Take the listing that follows and copy it precisely.
+===+
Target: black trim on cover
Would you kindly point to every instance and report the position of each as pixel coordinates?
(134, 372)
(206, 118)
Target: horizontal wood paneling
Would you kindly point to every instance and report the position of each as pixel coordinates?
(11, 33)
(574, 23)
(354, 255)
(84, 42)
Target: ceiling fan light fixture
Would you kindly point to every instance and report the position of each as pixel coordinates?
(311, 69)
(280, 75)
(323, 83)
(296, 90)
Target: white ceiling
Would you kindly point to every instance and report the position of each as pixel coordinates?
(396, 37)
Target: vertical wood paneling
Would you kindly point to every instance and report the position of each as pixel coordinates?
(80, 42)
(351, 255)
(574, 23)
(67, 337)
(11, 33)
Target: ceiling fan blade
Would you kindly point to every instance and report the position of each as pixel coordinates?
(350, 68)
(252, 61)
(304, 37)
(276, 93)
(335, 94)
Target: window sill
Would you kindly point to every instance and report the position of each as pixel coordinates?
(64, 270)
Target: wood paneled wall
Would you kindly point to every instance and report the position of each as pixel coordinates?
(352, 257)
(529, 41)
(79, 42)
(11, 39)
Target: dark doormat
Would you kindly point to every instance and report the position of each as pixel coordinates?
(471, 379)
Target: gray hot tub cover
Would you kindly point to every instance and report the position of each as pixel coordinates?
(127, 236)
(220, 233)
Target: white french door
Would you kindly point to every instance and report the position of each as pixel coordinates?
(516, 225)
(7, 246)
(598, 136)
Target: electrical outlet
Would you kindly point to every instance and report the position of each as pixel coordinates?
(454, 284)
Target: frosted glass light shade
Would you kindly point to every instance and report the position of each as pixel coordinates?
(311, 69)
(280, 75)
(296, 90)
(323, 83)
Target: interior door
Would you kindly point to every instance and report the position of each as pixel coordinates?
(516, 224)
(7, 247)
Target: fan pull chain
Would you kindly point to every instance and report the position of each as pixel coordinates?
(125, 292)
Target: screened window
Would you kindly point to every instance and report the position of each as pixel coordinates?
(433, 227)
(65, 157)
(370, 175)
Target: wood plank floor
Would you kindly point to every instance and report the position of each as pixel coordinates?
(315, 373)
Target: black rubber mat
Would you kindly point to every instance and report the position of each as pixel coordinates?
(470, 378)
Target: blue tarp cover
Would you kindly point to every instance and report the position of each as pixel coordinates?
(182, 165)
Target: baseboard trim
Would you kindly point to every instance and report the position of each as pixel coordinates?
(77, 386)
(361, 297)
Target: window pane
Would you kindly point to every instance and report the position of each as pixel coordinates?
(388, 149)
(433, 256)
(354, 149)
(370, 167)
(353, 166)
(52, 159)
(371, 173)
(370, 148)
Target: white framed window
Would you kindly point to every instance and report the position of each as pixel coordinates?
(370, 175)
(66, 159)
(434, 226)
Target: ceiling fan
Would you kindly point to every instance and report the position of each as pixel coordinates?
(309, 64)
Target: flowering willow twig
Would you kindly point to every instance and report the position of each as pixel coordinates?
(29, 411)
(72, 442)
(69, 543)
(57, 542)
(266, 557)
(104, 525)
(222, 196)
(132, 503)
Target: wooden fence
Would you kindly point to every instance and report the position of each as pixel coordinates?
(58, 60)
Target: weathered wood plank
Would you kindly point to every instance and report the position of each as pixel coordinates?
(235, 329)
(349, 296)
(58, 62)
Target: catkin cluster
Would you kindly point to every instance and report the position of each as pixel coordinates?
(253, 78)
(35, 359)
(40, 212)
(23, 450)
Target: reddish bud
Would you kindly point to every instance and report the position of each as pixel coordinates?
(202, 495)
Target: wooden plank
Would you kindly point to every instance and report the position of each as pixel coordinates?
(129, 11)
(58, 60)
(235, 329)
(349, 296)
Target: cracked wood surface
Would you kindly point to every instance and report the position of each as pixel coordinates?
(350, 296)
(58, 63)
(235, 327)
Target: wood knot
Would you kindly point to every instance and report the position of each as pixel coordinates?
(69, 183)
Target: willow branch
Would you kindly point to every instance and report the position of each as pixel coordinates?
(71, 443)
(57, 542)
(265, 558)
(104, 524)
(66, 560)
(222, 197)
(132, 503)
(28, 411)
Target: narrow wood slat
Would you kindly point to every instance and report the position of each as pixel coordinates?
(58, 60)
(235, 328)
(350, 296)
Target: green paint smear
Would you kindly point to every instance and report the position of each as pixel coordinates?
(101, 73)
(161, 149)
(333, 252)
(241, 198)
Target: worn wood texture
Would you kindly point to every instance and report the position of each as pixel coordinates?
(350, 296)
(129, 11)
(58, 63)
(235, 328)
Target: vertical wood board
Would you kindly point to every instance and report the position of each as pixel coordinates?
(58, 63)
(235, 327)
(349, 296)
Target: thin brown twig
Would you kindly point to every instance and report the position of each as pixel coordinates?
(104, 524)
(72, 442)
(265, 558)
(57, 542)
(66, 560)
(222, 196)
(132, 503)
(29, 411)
+===+
■ **REPLY TO THE TASK**:
Target: black trim on cover
Would you kindly point to every instance and report the position of each as pixel coordinates?
(134, 372)
(206, 118)
Target: horizontal wood paneling
Would you kindly point to every instance and report the position of each as pixel coordinates?
(11, 33)
(574, 23)
(354, 255)
(84, 42)
Target: ceiling fan light fixture
Would you kindly point to every instance and report the position of each as pixel coordinates?
(311, 69)
(280, 75)
(323, 83)
(296, 90)
Target: white ceiling
Would you kindly point to every instance and report the position of each as pixel coordinates?
(396, 37)
Target: vertical wood paneling
Would you kindly point to every instance and report the position of each as pixel coordinates?
(80, 42)
(351, 255)
(574, 23)
(67, 337)
(11, 33)
Target: ceiling fan blade
Would you kindly point to every instance and report the position of each as pixel coordinates?
(350, 68)
(252, 61)
(304, 37)
(276, 93)
(335, 94)
Target: window sill
Would you kindly point to every instance and report the position of each as pixel coordinates?
(64, 270)
Target: wood paneled wall
Would you kindly point to every instance and report the position of each as pixel coordinates?
(352, 257)
(529, 41)
(79, 42)
(11, 39)
Target: dark doormat
Would you kindly point to every instance and report the position of each as pixel coordinates?
(471, 379)
Target: gray hot tub cover
Would you kindly point to every instance and report the position of each as pixel coordinates?
(127, 236)
(220, 233)
Target: white french door
Would you kindly point to every instance and report the position of each as pixel coordinates?
(516, 225)
(7, 246)
(598, 136)
Target: electrical outlet
Would you kindly point to every instance and report the position of each as pixel coordinates?
(454, 284)
Target: frosted glass light shade
Would you kindly point to every instance and report the position of each as pixel coordinates?
(311, 69)
(280, 75)
(296, 90)
(323, 83)
Target: interior door
Would you kindly point to every instance and report the position of each as pixel coordinates?
(516, 224)
(7, 247)
Target: fan pull chain
Would you kindly point to every instance and report the position of each as pixel coordinates?
(125, 292)
Target: screened window
Would you kindly point to every instance and report the position of each as pixel coordinates?
(433, 227)
(65, 157)
(370, 175)
Target: wood plank floor
Would you kindly point to every instance and report the position of each as pixel coordinates?
(315, 373)
Target: black rubber mat
Would you kindly point to every instance and report the position of each as pixel coordinates?
(470, 378)
Target: blue tarp cover
Would you kindly point to every instance and report the position of each as pixel coordinates?
(182, 165)
Target: baseboard trim
Would you kindly point to every instance and report the position of each as pixel coordinates?
(77, 386)
(361, 297)
Target: window pane
Would you kindly point to every instance and report the position of each as pixel coordinates?
(388, 149)
(433, 256)
(354, 149)
(370, 167)
(353, 166)
(52, 159)
(371, 173)
(370, 148)
Target: white framed window
Would you kindly point to every instance and report the position of each as pixel coordinates?
(370, 175)
(66, 159)
(434, 226)
Target: ceiling fan
Would you kindly point to every instance and report the position of each as pixel coordinates?
(309, 64)
Target: flowering willow twig
Would you kindly point to every instance and report the position of each as pixel coordinates?
(29, 411)
(72, 442)
(69, 543)
(57, 542)
(266, 557)
(104, 525)
(222, 196)
(132, 503)
Target: wooden fence
Would you kindly point to every instance and report the position of each as pixel coordinates?
(58, 60)
Target: weathered wood plank
Would you kindly point to every instance and report the position of each as pixel coordinates?
(235, 329)
(349, 296)
(58, 62)
Target: catkin cluster
Would you kindly point to every instance and report the position of each as pixel coordinates?
(253, 78)
(35, 359)
(40, 212)
(23, 450)
Target: reddish bud
Would you kindly point to every instance and report the position of each as pixel coordinates?
(202, 495)
Target: wooden plank
Would you kindly point to every instance and report the position of each as pixel coordinates?
(129, 11)
(58, 60)
(235, 329)
(349, 296)
Target: cracked wood surface
Would you kindly point to every instance and report the position of each as pixel coordinates?
(350, 296)
(58, 63)
(235, 327)
Target: wood knot
Would you kindly point to every instance and report the position of each as pixel coordinates?
(69, 183)
Target: willow branch
Would you kindly point to every instance and report the position of each as pixel coordinates?
(71, 443)
(57, 542)
(265, 558)
(104, 524)
(66, 560)
(222, 197)
(132, 503)
(28, 411)
Target: narrow wood slat
Would you kindly point to every instance and report the position of each as pixel coordinates?
(58, 60)
(235, 328)
(350, 296)
Target: green paint smear
Would you kindly point to every instance and report the position of each as pixel coordinates?
(101, 73)
(161, 149)
(333, 252)
(241, 198)
Target: worn wood texture
Would you kindly point to every instance and report the position of each as pixel coordinates?
(350, 296)
(129, 11)
(58, 63)
(235, 328)
Target: vertical wood board
Would you kindly point to every instance and report the position of each as pixel coordinates?
(58, 63)
(235, 327)
(349, 296)
Target: thin brown twig
Would you kindly point to every instance and report the position of each as pixel coordinates?
(104, 524)
(72, 442)
(265, 558)
(57, 542)
(66, 560)
(222, 196)
(132, 503)
(29, 411)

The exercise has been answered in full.